Aim of the task:
Count every line of these entries that holds the word "tree", and reply with the number only.

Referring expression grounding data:
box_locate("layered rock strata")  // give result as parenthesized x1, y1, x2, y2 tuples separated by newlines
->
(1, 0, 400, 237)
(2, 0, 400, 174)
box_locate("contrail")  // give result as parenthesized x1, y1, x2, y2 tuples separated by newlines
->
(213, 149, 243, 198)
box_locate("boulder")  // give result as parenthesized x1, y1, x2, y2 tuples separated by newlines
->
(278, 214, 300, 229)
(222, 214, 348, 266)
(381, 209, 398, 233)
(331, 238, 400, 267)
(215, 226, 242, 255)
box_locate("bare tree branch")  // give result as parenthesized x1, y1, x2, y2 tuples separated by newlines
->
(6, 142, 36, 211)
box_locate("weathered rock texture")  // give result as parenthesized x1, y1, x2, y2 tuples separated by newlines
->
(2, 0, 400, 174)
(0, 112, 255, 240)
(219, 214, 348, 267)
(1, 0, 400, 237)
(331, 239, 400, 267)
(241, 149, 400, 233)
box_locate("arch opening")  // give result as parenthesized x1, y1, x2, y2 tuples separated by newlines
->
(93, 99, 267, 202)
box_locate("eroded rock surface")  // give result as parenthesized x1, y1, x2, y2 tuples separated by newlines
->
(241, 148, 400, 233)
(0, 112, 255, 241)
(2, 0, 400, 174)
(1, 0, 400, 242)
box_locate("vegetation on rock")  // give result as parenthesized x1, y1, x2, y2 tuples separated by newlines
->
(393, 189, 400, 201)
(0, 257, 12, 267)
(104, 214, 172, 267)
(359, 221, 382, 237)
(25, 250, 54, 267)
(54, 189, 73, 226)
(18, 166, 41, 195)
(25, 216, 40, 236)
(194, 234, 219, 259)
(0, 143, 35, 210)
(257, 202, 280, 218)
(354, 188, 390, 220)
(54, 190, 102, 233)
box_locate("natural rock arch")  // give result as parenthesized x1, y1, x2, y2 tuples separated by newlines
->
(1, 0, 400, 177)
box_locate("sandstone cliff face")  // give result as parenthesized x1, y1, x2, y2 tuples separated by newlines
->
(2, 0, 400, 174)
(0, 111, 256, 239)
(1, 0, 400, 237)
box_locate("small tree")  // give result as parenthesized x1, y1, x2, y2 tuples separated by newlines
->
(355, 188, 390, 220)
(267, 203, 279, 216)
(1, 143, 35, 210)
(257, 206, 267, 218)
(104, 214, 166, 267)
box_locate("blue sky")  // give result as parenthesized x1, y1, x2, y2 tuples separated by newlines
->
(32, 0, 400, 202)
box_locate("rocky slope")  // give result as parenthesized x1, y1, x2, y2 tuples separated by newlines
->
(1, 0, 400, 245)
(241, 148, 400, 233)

Exercise result:
2